>> begin
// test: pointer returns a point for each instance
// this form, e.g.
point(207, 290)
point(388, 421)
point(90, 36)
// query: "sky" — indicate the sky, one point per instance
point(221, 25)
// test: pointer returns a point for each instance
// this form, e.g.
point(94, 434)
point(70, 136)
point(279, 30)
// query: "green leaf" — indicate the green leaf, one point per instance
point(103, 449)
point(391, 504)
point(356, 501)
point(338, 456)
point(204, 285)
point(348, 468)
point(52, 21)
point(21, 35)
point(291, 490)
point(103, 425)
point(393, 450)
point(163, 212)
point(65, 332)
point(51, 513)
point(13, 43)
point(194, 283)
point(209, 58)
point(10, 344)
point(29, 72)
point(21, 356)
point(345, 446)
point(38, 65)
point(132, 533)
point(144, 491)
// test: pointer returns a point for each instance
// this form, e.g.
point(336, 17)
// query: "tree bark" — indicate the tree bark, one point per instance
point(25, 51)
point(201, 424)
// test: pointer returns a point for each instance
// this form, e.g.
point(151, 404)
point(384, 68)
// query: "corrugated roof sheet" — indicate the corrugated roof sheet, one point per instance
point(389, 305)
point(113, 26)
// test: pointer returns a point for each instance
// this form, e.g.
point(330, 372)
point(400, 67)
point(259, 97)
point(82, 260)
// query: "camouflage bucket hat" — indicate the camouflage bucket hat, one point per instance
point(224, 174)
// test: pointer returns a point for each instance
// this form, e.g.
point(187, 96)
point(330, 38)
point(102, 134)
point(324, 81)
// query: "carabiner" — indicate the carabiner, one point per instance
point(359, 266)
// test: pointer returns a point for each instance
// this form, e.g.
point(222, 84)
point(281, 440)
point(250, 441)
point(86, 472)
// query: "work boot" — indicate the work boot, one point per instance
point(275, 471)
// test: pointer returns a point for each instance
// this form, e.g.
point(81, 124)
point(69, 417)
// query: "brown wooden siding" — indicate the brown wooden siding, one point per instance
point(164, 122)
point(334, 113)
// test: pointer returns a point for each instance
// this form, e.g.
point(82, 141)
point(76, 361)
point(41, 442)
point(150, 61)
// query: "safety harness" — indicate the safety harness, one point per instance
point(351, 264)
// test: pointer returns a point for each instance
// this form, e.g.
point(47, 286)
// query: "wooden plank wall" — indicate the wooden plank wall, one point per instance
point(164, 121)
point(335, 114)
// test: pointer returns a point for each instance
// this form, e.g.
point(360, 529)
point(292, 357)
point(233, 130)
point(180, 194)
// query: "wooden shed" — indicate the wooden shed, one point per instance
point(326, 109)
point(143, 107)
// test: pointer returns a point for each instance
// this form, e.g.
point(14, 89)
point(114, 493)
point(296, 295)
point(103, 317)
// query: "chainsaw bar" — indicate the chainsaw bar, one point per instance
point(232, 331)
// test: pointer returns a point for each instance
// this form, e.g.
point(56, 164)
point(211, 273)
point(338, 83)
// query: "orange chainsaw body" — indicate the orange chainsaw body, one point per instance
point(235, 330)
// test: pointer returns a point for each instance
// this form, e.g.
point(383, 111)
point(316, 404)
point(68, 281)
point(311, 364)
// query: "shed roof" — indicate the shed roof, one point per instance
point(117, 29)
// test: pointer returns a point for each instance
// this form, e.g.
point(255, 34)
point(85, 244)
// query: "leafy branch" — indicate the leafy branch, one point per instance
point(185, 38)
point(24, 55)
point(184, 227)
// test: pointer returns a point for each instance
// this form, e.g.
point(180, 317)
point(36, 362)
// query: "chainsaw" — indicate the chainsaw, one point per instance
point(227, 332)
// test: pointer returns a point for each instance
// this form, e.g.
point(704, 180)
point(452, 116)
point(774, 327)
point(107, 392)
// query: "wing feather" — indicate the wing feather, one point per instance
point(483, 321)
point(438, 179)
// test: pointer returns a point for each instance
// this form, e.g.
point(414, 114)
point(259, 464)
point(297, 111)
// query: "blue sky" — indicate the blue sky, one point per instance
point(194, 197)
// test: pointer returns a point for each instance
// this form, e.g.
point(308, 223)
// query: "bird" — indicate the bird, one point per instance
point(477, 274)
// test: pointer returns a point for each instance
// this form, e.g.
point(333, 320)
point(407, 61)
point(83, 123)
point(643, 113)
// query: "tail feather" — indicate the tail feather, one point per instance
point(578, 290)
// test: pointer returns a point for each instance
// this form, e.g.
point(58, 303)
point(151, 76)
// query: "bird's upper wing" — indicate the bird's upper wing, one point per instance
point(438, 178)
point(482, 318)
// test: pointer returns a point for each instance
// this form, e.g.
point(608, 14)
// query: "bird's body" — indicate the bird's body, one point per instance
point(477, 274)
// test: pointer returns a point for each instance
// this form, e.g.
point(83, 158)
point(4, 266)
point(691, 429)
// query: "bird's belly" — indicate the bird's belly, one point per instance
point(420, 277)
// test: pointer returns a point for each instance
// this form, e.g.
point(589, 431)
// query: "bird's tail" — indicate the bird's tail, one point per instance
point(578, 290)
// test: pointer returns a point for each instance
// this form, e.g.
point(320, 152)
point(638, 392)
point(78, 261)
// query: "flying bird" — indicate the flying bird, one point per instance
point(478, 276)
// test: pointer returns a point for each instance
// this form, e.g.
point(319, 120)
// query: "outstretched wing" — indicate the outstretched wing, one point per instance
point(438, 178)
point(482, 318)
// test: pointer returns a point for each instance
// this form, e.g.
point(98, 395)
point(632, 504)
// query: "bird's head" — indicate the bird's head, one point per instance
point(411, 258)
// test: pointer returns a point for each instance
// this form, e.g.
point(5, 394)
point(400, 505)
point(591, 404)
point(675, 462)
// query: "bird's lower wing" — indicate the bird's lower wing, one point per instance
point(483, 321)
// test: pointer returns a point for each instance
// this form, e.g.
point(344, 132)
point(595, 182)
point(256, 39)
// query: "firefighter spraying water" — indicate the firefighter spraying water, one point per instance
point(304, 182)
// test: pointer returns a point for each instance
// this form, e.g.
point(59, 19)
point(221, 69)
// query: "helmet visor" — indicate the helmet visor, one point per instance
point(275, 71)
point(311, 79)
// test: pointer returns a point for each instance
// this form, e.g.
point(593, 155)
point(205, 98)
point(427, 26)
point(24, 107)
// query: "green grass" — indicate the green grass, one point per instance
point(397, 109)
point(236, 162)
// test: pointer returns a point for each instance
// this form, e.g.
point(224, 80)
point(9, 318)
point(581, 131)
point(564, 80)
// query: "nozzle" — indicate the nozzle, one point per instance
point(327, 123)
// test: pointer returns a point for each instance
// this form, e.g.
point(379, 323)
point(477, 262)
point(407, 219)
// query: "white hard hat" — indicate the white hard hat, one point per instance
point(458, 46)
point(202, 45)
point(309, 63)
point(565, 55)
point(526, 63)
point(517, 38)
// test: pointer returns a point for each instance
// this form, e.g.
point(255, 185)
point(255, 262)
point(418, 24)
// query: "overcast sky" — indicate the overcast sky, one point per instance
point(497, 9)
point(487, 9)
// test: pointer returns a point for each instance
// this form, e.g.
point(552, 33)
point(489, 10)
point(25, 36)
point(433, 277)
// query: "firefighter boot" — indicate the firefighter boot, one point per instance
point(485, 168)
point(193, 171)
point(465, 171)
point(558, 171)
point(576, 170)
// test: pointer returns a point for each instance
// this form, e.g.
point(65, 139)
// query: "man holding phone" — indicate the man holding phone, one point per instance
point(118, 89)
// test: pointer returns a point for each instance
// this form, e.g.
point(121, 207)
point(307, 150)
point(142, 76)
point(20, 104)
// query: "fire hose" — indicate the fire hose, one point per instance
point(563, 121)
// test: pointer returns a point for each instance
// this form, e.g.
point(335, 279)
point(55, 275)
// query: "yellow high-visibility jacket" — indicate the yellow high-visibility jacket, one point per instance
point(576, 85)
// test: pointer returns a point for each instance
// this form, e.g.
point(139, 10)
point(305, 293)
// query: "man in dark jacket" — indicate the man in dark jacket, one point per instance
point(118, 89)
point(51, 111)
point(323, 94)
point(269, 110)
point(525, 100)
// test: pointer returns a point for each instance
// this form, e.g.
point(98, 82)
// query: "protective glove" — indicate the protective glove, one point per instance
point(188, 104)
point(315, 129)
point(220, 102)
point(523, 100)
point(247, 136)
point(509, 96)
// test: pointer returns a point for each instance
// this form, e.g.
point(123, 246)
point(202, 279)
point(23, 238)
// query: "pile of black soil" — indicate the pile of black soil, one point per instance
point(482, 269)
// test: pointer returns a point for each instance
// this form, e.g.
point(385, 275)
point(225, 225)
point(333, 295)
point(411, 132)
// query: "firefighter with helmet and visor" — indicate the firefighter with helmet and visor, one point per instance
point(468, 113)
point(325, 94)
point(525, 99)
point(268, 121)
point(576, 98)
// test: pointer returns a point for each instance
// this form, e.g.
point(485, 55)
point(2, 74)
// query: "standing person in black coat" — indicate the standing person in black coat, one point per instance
>> end
▶ **What the exercise asks**
Starting at the beginning of the items and continuing through the line that contains "point(221, 25)", rewrite those lines as a numbered list, skipping any blank lines.

▶ **Correct output**
1. // test: pointer returns a point for each instance
2. // this form, e.g.
3. point(207, 290)
4. point(388, 421)
5. point(90, 36)
6. // query: "sky" — indicate the sky, one point per instance
7. point(221, 25)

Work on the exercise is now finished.